begin DOCUMENT EXCERPT

# swarmorama!



## jackalope (May 18, 2007)

Wow - I had two hives swarm within 20 minutes of each other!! While I was busy tracking and photographing the first swarm my daughter yelled to me that another swarm was forming over the beeyard









Bees "spewing" out of the entrances.








Following the swarm








Oh, they seem to like this tree - let's hope they want to be close to the ground


----------



## jackalope (May 18, 2007)

*swarmorama! part 2*

They seemed to have found a nice branch - 








Seem to be at home now - my daughter taking a break from pottery to check them out.








Chopped the branch off and shook them into a spare box - the bulk of them did land in the box - I guess that included the queen as the rest of them dutifully marched into the fox








An hour later they were all snug as a bug.


----------



## jackalope (May 18, 2007)

*the 2nd swarm got away...*

...the second swarm got away - my daughter chased it for about 1/2km (across two cow pastures) before encountering a forest and gave up.


----------



## NorthALABeeKeep (Nov 10, 2004)

Very nice pictures. About the only time I think of bees and a camera at the same time is while I'm on Beesource Photo Gallery, but one of these days.....


----------



## notaclue (Jun 30, 2005)

My girls loved the pics. So did I. Thanks!


----------



## dirtholeman (May 25, 2008)

Way too cool of pics !


----------



## jackalope (May 18, 2007)

Woops! Coulda sworn I had put 9 frames in there....


----------



## Matt Guyrd (Nov 28, 2007)

LOL...that's almost as funny as Gene's Lizard video (see his post in the Photo Gallery).

Thanks for sharing!


----------

end DOCUMENT EXCERPT

● CHALLENGE 1
In the swarm thread, start at the words that have "Very nice pictures." and stop after "did I. Thanks!". Write that passage again, swapping "pictures" for "photos".
● CHALLENGE 2
In the swarm thread, how far did the daughter chase the second swarm before she gave up?

begin MATERIAL PROVIDED

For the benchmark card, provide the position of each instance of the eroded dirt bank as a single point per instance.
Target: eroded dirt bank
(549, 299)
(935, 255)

end MATERIAL PROVIDED

● COMPLETE RESPONSE 1
Very nice photos. About the only time I think of bees and a camera at the same time is while I'm on Beesource Photo Gallery, but one of these days.....


----------



## notaclue (Jun 30, 2005)

My girls loved the pics. So did I. Thanks!

● COMPLETE RESPONSE 2
About 1/2 km, across two cow pastures.